● LISTED ENTRIES
────────────────
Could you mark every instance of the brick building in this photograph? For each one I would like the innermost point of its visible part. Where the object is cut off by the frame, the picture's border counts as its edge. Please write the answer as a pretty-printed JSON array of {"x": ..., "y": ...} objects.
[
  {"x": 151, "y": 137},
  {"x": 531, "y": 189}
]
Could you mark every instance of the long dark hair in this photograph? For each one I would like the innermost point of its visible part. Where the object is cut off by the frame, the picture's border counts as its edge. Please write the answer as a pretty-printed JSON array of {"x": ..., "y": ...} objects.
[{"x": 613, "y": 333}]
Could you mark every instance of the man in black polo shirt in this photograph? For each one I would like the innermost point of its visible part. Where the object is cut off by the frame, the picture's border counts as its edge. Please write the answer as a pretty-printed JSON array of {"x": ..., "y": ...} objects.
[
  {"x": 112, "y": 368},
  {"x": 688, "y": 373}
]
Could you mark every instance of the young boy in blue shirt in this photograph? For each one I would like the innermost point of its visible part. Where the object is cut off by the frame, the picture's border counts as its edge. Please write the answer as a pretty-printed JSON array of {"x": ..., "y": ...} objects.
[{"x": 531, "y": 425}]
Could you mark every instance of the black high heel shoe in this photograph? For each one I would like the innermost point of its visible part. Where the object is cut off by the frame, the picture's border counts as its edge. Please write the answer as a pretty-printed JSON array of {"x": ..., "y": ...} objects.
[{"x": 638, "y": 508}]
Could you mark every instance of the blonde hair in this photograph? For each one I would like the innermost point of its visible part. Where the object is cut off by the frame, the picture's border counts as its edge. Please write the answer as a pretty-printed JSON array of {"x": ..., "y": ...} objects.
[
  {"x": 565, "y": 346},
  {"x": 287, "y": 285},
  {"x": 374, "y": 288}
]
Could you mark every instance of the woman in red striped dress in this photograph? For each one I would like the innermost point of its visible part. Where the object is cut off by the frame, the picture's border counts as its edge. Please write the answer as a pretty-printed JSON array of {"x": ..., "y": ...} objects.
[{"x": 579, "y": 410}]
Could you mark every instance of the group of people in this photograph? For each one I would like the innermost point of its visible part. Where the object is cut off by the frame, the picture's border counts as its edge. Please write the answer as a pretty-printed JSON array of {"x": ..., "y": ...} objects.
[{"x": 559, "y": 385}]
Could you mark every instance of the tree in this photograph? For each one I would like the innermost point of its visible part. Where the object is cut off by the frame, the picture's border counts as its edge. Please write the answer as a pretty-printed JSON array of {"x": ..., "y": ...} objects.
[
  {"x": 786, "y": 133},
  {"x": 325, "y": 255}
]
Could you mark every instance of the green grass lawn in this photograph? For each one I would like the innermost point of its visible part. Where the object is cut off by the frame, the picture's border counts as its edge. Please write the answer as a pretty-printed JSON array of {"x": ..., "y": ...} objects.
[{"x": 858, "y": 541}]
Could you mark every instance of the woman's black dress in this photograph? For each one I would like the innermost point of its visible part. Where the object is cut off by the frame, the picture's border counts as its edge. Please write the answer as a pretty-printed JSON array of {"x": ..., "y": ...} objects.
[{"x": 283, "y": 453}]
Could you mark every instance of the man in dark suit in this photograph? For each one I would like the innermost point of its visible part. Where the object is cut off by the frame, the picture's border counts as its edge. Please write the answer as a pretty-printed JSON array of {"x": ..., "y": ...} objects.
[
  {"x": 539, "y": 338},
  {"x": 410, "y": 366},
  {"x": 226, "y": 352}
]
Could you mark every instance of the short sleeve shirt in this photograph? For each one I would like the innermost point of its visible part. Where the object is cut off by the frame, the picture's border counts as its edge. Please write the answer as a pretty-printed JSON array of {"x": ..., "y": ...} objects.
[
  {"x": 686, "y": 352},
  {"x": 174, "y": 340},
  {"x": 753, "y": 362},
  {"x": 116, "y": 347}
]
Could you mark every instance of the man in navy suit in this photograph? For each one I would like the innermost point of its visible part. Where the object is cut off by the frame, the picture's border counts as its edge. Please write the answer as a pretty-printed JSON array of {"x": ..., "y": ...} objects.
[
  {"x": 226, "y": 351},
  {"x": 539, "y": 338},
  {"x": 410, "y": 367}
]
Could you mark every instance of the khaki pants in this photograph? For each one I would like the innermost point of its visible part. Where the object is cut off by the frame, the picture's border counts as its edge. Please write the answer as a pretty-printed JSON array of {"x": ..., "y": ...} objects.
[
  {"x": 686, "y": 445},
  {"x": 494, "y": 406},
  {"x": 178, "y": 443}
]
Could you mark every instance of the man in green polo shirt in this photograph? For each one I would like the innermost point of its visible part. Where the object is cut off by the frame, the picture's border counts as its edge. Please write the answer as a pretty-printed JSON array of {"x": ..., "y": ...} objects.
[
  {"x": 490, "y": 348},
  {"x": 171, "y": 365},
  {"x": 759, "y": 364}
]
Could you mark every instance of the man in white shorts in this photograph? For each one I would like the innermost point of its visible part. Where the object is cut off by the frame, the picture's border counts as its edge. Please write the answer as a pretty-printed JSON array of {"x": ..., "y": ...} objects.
────────────────
Repeat the listing exactly, from its first line to its last.

Could you mark every instance of the brick building in this photograph? For each one I would like the innermost point of its visible part. Where the object is cut off by the frame, the picture's border counts as its edge. Please write the answer as a pretty-printed JSON array of {"x": ..., "y": ...} objects.
[
  {"x": 151, "y": 137},
  {"x": 531, "y": 189}
]
Could you mark every instance of the long dark hair in this photograph? For each one I would like the innermost point of its visible part. Where the object is cut off by the frame, the picture's border counts as its edge. Please write the answer as a pretty-printed JSON array of {"x": ..., "y": ...} objects.
[{"x": 613, "y": 333}]
Could you mark every instance of the man in black polo shirt in this photograph? For each one I would like the innermost point of its visible part. Where the object is cut off by the frame, the picture's border counts as its edge. Please write the answer as a pretty-printed JSON array of {"x": ..., "y": ...} objects.
[
  {"x": 112, "y": 368},
  {"x": 688, "y": 373}
]
Could you mark every instance of the young boy in blue shirt in this photograph? For each one I would like the innermost point of its visible part. Where the object is cut off by the frame, the picture's border counts as its edge. Please write the answer as a pretty-printed JSON array of {"x": ..., "y": ...} objects.
[{"x": 531, "y": 425}]
Could you mark every instance of the black high heel shoe in this photograph? For each one I would like the innermost point of its visible part. Where the object is cut off by the frame, the picture's border counts as its edge. Please write the answer as a pretty-printed JSON array of {"x": ..., "y": ...} objects.
[{"x": 638, "y": 508}]
Could you mark every instance of the blonde hair in this photograph? For each one I would like the innermost point of its visible part. Where the object is cut off by the frame, the picture's border counts as its edge. Please write the answer as a pretty-printed JSON array of {"x": ..., "y": ...} objects.
[
  {"x": 565, "y": 346},
  {"x": 287, "y": 285},
  {"x": 374, "y": 288}
]
Could you mark every instance of the woman in red striped dress in this photograph? For each one I would like the innermost point of its visible part. Where the object is cut off by the frame, the picture's border counts as its edge. Please write the answer as a pretty-printed JSON array of {"x": ..., "y": ...} objects.
[{"x": 579, "y": 410}]
Could you mark every instance of the group of people in this photograph? For each one I would like the innermost point of its visible part. Where the object is cut off by the frame, the picture's border counts as its edge. Please write the answer as a pretty-printed JSON array of {"x": ..., "y": ...} objects.
[{"x": 559, "y": 385}]
Could you mark every instance of the tree in this photograph? For each one I would like the innermost point of its visible part. Where the object is cut off by the frame, the picture's border counts as its edge. Please write the answer as a pretty-printed JSON array of {"x": ..., "y": ...} objects.
[
  {"x": 786, "y": 133},
  {"x": 325, "y": 255}
]
Could you mark every instance of the green grass lawn in this photograph? For each one I would like the innermost point of its visible part. Where the object is cut off by the frame, the picture's border counts as its edge. Please write the answer as a pretty-printed JSON array of {"x": ..., "y": ...} objects.
[{"x": 858, "y": 541}]
Could you mark every instance of the woman's black dress in this photograph? For each one I would like the innermost point of its visible part. Where the object is cut off by the frame, the picture's border counts as its edge. Please write the answer as a pretty-printed JSON array of {"x": ..., "y": ...} objects.
[{"x": 283, "y": 453}]
Could you mark every instance of the man in dark suit in this photograph? For each one I would like the innermost point of its visible part. Where the object is cut off by the frame, the picture's border counts as its edge. Please write the answer as a pretty-printed JSON array of {"x": ..., "y": ...} objects.
[
  {"x": 539, "y": 338},
  {"x": 410, "y": 366},
  {"x": 226, "y": 352}
]
Could you mark every instance of the short sleeve shirt in this photograph? For each one I would like the innermost point of its visible part. Where the object is cut off by the frame, the picture's border counts as its edge. Please write the answer as a pretty-printed JSON array of {"x": ..., "y": ...} objects.
[
  {"x": 686, "y": 352},
  {"x": 174, "y": 340},
  {"x": 753, "y": 362},
  {"x": 116, "y": 347}
]
Could you mark every instance of the man in navy suit in this photograph? For each one I would like the innermost point of its visible part. Where the object is cut off by the frame, the picture's border counts as its edge. Please write the answer as a pretty-printed JSON array of {"x": ..., "y": ...} objects.
[
  {"x": 226, "y": 351},
  {"x": 539, "y": 338},
  {"x": 410, "y": 367}
]
Could you mark every instance of the khaki pants in this photograph? For each one I would like the innermost point of its visible part. Where the object is cut off by the frame, the picture's border counts as its edge. Please write the answer as a pretty-printed JSON array of {"x": ..., "y": ...} objects.
[
  {"x": 686, "y": 445},
  {"x": 494, "y": 406},
  {"x": 178, "y": 443}
]
Could you mark every instance of the man in green polo shirt in this photograph? For each one I would like the innermost point of its visible part. Where the object is cut off by the frame, the picture's border counts as its edge. Please write the answer as a pretty-printed JSON array of {"x": ..., "y": ...} objects.
[
  {"x": 490, "y": 348},
  {"x": 171, "y": 365},
  {"x": 759, "y": 364}
]
Could you mark every instance of the man in white shorts in this photograph? For each one I would like the innermost point of its visible part. Where the object is cut off by the frame, the picture's border counts as its edge. Please write the answer as a pretty-printed JSON array of {"x": ..., "y": ...} objects.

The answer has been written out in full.